• _Source records_:
►

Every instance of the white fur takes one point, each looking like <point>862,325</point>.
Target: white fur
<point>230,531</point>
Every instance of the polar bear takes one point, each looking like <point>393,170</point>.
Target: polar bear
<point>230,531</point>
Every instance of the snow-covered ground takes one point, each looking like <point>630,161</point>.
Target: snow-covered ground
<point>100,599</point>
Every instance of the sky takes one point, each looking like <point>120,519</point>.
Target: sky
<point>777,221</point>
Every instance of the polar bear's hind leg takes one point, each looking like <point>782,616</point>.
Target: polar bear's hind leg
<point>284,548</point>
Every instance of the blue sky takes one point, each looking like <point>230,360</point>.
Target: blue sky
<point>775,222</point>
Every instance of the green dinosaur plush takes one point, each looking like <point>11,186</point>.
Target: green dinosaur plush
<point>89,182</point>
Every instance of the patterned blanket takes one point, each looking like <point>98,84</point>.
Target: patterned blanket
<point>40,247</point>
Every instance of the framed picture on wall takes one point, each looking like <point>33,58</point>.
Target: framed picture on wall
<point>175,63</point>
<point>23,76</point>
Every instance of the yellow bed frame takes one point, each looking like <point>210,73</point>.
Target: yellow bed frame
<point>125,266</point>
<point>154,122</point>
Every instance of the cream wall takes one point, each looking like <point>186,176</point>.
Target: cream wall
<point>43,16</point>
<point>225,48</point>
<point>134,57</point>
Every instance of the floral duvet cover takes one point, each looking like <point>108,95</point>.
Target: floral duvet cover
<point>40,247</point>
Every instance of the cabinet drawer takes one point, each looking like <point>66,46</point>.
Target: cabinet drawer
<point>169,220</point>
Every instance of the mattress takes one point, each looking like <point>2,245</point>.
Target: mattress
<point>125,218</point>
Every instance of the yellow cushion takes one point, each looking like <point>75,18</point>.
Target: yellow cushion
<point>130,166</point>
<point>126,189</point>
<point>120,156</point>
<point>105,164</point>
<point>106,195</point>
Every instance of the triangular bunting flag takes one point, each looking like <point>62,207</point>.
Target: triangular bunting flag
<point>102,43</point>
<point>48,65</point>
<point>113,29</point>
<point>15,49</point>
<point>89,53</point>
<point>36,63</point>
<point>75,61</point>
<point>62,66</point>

◄

• _WHAT IS ASKED_:
Reproduce every line of the source records above verbatim.

• _RESULT OF THE EXERCISE_:
Every instance of the white fur takes one point, each looking like <point>862,325</point>.
Target: white fur
<point>230,531</point>
Every instance of the polar bear takes one point, each looking like <point>393,170</point>.
Target: polar bear
<point>230,531</point>
Every instance of the snow-covered ground takes one point, each looking like <point>630,161</point>.
Target: snow-covered ground
<point>100,599</point>
Every instance of the sky takes one point, each looking like <point>120,519</point>.
Target: sky
<point>777,221</point>
Every instance of the polar bear's hind leg takes one point, each looking like <point>782,616</point>.
Target: polar bear's hind leg
<point>284,548</point>
Every instance of the blue sky takes one point, each looking like <point>230,360</point>.
Target: blue sky
<point>775,222</point>
Every instance of the green dinosaur plush takes one point, each looking like <point>11,186</point>.
Target: green dinosaur plush
<point>89,182</point>
Every instance of the patterned blanket takes one point, each looking like <point>98,84</point>.
Target: patterned blanket
<point>40,247</point>
Every instance of the framed picture on wall takes one point, each looking like <point>33,58</point>.
Target: framed picture on wall
<point>175,63</point>
<point>23,76</point>
Every instance of the yellow bed frame takes one point, each looking like <point>210,73</point>.
Target: yellow bed frame
<point>125,266</point>
<point>154,122</point>
Every instance of the cream wall takes one point, each looking like <point>186,176</point>.
Target: cream wall
<point>43,16</point>
<point>225,48</point>
<point>134,57</point>
Every instance of the floral duvet cover takes one point, each looking like <point>108,95</point>.
Target: floral duvet cover
<point>40,247</point>
Every instance of the cabinet drawer takes one point, each looking like <point>66,46</point>.
Target: cabinet drawer
<point>169,220</point>
Every instance of the mattress takes one point, each looking like <point>2,245</point>.
Target: mattress
<point>125,218</point>
Every instance of the yellow cushion takes one point, each looking like <point>75,18</point>.
Target: yellow cushion
<point>130,166</point>
<point>126,189</point>
<point>120,156</point>
<point>105,164</point>
<point>106,195</point>
Every instance of the triangular bunting flag takes one point, each looking like <point>62,207</point>.
Target: triangular bunting flag
<point>102,43</point>
<point>48,65</point>
<point>113,29</point>
<point>15,49</point>
<point>89,53</point>
<point>36,63</point>
<point>75,61</point>
<point>62,66</point>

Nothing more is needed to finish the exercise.